> **Brief 1**:
Answer these questions using the article about tick, tick ... BOOM!
(a) What did Larson first call his autobiographical musical?
(b) Who combined Larson's five scripts into one 90-minute rock musical?
(c) At which Baltimore theater is the touring production playing?
> **Brief 2**: From the article about tick, tick ... BOOM!, write out the part that opens with the words containing "The BOOM! came" and closes with "Mechanic Theatre tonight.".

> **Reading passage**:
`BOOM!' never bombed, but it took time to become a hit

Larson's life tale fell to wayside as `Rent' became a hit

March 04, 2003|By Michelle Jabes | Michelle Jabes,SUN STAFF

Before Broadway musical writer Jonathan Larson had turned all his creative energies toward a little show called Rent, he was making a time bomb.

It was, in fact, an autobiographical musical that he came to call 30/90. Larson turned 30 years old in 1990, he had yet to achieve his dream of writing the new Great American Musical, and he felt that his time was running out. The one-man show expressed all the fear, doubt and hope that was surging through Larson at this crossroads in his life. Between 1990 and 1993, he performed the show at three New York theaters and gave it a new name: tick, tick ... BOOM!

The show fell to the wayside when Larson diverted his attention to Rent, but its five unfinished scripts lay in the shadows, waiting for their time. After Larson's death in 1996 - the night before Rent had its first preview - the scripts might have been forgotten, but the overwhelming success of Rent eventually called attention to his other works.

The BOOM! came in 2001 - after Pulitzer Prize-winning playwright David Auburn (Proof) melded Larson's five scripts into one 90-minute rock musical with three characters: Jonathan, his best friend and his girlfriend. The show premiered off-Broadway.

A mere two years later, tick, tick ... BOOM! is on a national tour starring Christian Campbell, Nicole Ruth Snelson and Wilson Cruz. Directed by Scott Schwartz (Bat Boy: The Musical), the production comes to Baltimore's Morris A. Mechanic Theatre tonight.

For Campbell, who plays Jonathan, doing a show like tick, tick ... BOOM! is a new experience. The last time he played a musical theater writer was in the romantic comedy Trick, an indie film about two gay men trying to find a place to be alone in the wilds of Manhattan. The last time he sang in a musical was in the 1999 off-Broadway and Los Angeles productions of Reefer Madness, where he picked up a L.A. Drama Critics Circle Award for his performance as Jimmy. But for Campbell, who says he's "not really into musicals," playing out Larson's own personal struggles is a bird of a very different color.

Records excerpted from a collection

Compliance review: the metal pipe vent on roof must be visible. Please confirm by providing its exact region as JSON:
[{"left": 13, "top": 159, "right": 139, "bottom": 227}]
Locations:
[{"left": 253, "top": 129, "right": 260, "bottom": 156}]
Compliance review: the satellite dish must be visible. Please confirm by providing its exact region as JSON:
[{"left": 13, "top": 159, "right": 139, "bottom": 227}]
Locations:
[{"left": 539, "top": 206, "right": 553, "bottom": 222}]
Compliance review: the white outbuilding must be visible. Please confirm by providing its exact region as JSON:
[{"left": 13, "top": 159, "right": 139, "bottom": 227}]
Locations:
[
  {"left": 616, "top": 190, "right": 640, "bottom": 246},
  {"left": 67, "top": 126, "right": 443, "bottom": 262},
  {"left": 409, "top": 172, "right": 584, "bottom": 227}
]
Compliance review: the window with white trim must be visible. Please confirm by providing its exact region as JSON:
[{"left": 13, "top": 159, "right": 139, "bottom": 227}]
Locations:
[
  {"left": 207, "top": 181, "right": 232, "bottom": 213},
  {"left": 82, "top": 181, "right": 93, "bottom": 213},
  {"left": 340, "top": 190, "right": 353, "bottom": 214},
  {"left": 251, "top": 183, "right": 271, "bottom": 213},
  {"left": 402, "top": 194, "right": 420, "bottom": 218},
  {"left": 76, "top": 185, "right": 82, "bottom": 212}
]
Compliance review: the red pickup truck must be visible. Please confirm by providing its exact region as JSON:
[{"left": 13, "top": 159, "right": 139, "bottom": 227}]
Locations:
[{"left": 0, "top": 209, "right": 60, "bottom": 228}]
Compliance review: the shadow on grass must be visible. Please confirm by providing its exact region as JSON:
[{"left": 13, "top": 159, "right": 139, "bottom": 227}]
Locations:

> **Right answer 1**:
(a) 30/90
(b) David Auburn
(c) The Morris A. Mechanic Theatre

> **Right answer 2**:
The BOOM! came in 2001 - after Pulitzer Prize-winning playwright David Auburn (Proof) melded Larson's five scripts into one 90-minute rock musical with three characters: Jonathan, his best friend and his girlfriend. The show premiered off-Broadway.

A mere two years later, tick, tick ... BOOM! is on a national tour starring Christian Campbell, Nicole Ruth Snelson and Wilson Cruz. Directed by Scott Schwartz (Bat Boy: The Musical), the production comes to Baltimore's Morris A. Mechanic Theatre tonight.